Page excerpt:
In sum, my two personal experiences have given me pause to reflect on current U.S. advocacy and mobilization politics and three major trends stand out for me. First, both the NRA and the church have recently offered unqualified and grotesquely simplified claims and sought to galvanize their adherents around those far-reaching assertions, rather than acknowledge the rather more banal and complex facts actually at play. At the same time, both advocacy efforts defined compromise as perilous and unfaithful. Second, in each instance, advocates made the government into a sort of boogeyman in business simply to target and take away the rights of those beset. Each mobilization narrative set up the government as responsible for alleged actions that in fact had not occurred. Finally, the supposition among advocates seems to be that one should never use a lesser strategy when the equivalent of a “nuclear option” is available. The NRA has sought to play on citizen fears of crime and of rights deprivation, and has shrilly and repeatedly characterized the national government (and some states’) as anxious to deprive citizens of their constitutional rights and wantonly expose them to terrible possibilities in so doing. The conclusion these advocates press is that one should therefore fear the government most and blame it, too, for one’s other anxieties, which situation can only truly be assuaged by more and easier availability of weapons. Similarly, church officials chose not to accept an agreement with the government and then set out to tell their faithful that they did so because of attacks on their flock’s freedom of conscience. As with the NRA, the hierarchy launched a national campaign to cry wolf in an unconditional way. And like the Rifle Association’s claims, too, nothing resembling the posited scenario had or was occurring.

The problem:
Write the next part of the essay on NRA and church advocacy, starting after its last sentence. The rows that come next are separate material and have nothing to do with the passage on advocacy politics.

Records shown:
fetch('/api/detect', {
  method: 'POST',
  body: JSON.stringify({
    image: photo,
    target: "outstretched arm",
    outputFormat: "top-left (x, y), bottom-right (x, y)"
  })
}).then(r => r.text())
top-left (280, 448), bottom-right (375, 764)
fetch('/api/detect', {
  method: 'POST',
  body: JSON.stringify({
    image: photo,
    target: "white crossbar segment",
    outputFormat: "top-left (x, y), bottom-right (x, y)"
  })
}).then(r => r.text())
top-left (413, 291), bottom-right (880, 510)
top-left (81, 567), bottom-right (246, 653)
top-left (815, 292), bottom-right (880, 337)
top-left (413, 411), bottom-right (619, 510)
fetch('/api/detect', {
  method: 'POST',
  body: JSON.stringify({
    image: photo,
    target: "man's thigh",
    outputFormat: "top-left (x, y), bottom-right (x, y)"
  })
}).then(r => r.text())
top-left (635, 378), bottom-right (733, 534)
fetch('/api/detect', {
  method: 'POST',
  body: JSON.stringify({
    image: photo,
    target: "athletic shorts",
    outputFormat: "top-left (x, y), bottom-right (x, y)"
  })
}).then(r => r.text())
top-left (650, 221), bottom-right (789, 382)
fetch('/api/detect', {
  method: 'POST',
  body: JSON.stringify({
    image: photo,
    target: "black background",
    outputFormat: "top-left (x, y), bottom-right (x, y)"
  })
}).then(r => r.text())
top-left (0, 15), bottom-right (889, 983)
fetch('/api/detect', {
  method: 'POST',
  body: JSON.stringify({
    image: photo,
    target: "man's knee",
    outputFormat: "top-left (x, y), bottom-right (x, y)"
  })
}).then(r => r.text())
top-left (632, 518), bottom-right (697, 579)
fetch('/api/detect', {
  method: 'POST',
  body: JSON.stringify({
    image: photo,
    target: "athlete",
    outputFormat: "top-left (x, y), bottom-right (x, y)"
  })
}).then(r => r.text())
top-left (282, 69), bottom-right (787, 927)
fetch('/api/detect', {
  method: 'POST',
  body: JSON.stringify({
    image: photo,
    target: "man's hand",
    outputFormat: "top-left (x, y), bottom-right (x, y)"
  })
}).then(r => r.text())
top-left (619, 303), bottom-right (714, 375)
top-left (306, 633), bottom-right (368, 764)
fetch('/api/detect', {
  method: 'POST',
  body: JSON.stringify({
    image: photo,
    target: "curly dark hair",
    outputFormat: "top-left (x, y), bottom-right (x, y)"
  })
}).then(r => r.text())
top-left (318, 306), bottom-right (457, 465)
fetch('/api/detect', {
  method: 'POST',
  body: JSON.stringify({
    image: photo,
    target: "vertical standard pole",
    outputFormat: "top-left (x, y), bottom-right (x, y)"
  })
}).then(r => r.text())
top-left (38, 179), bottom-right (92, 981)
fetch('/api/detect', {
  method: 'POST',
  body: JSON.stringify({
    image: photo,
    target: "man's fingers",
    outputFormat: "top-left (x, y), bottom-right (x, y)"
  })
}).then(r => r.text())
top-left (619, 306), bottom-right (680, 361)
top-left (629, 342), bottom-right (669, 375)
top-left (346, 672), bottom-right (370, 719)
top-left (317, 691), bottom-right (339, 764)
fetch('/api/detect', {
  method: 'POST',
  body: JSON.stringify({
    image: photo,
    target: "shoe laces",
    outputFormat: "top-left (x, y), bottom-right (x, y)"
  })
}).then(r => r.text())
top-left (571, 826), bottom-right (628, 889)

Reply:
All of this is more than worrisome. We appear increasingly to have an advocacy politics of mobilization that scapegoats governments for actions never undertaken, that very often appeals deliberately to deep-seated emotions to spur action even as it misleads citizens concerning the issues in play by presenting them in the starkest and most negative possible light while dubbing any compromise or alternate stance a travesty. All of these trends present difficult challenges to securing anything like deliberative democratic governance in our heterogeneous society.